Your assignment: In the review excerpt about Nooteboom's short pieces, in which country does the river boat trip described in "River" take place?

Text block:
══════════

It is a simple question, yet Nooteboom opens it up very simply into a more complex matter. We bear our names, but do our names bear us? Who knows?

Between the letters to Poseidon are other shorts, all of which are inspired by something Nooteboom has read or seen, and the source origin of each of the shorts is detailed in a little section at the back of the book. This includes photographs and short descriptions which give an outline of where the idea for the short piece came from. These include a wide variety of interesting sources ranging from ancient Japanese texts to Dutch masters, donkeys, bullfighting and space. It’s an eclectic mix, representing the ranging interests of an enquiring mind. The shorts are brief (not surprisingly) yet profound and quite beautifully written. Like here, from River, where Nooteboom writes about a river boat trip in Peru:

“A monkey in make-up sits down beside me and looks at me as if it wants to enter into a discussion about proofs for the existence of God, but then the rain comes, not falling, but standing upright, a grey, almost opaque screen of water, and when it stops the ground starts to steam as if the mud is boiling. The light is now made of zinc and iron, and as we set off again it hurts our eyes. We will see pink dolphins dancing alongside us and clouds constantly changing shape.”

══════════

Data extracts:
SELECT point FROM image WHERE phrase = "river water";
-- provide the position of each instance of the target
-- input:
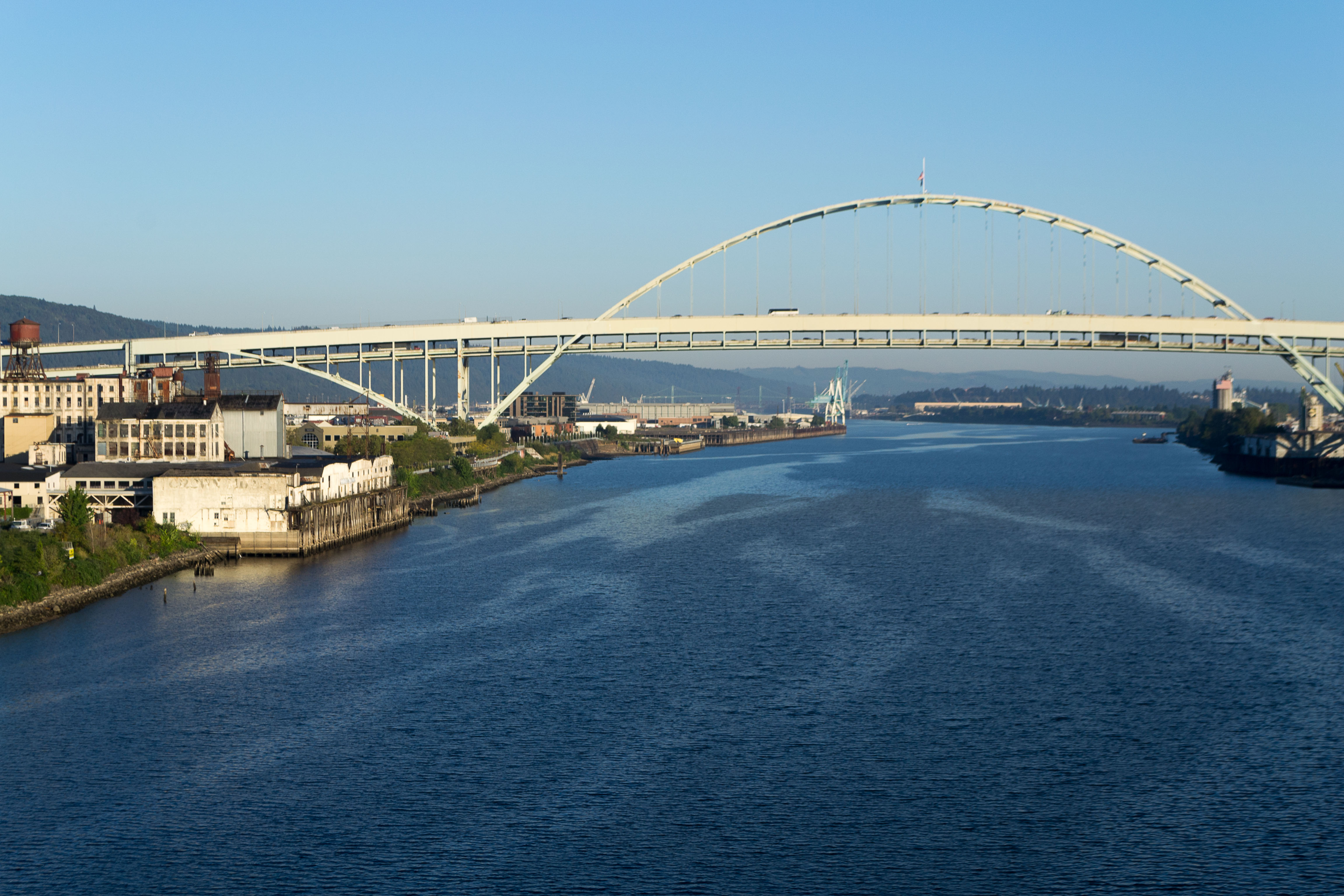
(918, 659)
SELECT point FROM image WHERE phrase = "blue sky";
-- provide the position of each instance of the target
(252, 164)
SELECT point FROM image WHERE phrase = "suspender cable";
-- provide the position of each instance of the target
(956, 262)
(857, 261)
(889, 258)
(987, 262)
(823, 262)
(924, 298)
(1085, 274)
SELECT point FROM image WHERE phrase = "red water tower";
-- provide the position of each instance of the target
(25, 362)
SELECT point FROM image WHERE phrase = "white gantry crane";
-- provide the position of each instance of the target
(834, 402)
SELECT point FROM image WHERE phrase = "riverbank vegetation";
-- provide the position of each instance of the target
(1217, 432)
(78, 553)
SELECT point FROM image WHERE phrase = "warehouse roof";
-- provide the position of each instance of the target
(167, 412)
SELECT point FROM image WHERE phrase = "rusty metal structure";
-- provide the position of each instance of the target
(25, 362)
(213, 389)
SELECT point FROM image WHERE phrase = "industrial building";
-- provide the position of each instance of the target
(326, 436)
(179, 430)
(553, 405)
(663, 413)
(255, 425)
(589, 424)
(299, 413)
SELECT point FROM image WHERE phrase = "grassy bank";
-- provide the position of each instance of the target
(33, 565)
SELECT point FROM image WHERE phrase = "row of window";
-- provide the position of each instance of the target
(159, 430)
(170, 449)
(5, 402)
(46, 387)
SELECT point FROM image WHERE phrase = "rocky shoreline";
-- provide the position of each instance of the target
(64, 601)
(429, 502)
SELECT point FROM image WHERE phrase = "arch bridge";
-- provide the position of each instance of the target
(321, 352)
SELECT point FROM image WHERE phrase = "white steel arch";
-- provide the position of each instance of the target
(1300, 363)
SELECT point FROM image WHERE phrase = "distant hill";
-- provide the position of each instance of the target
(619, 377)
(77, 323)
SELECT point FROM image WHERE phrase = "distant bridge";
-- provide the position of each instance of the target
(541, 343)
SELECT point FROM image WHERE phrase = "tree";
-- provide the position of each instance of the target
(463, 468)
(74, 511)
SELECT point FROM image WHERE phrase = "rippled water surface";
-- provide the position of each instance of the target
(917, 659)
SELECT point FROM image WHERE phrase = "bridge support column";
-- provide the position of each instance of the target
(464, 393)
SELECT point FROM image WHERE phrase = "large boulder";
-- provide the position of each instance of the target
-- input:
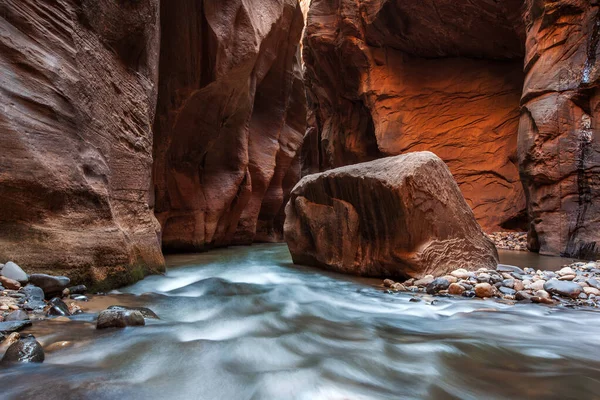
(400, 216)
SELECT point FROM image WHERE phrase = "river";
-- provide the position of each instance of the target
(245, 324)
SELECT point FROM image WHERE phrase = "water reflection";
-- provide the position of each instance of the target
(244, 324)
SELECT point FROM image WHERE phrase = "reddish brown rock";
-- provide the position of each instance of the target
(559, 138)
(395, 217)
(230, 120)
(389, 77)
(77, 91)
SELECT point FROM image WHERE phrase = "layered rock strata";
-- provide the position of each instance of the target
(400, 216)
(230, 121)
(77, 95)
(559, 137)
(389, 77)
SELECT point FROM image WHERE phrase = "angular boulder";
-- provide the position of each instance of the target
(400, 216)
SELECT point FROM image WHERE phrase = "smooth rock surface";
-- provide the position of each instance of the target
(25, 350)
(400, 216)
(78, 94)
(119, 319)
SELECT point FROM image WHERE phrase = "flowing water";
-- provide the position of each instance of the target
(244, 323)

══════════

Solved problem: Peru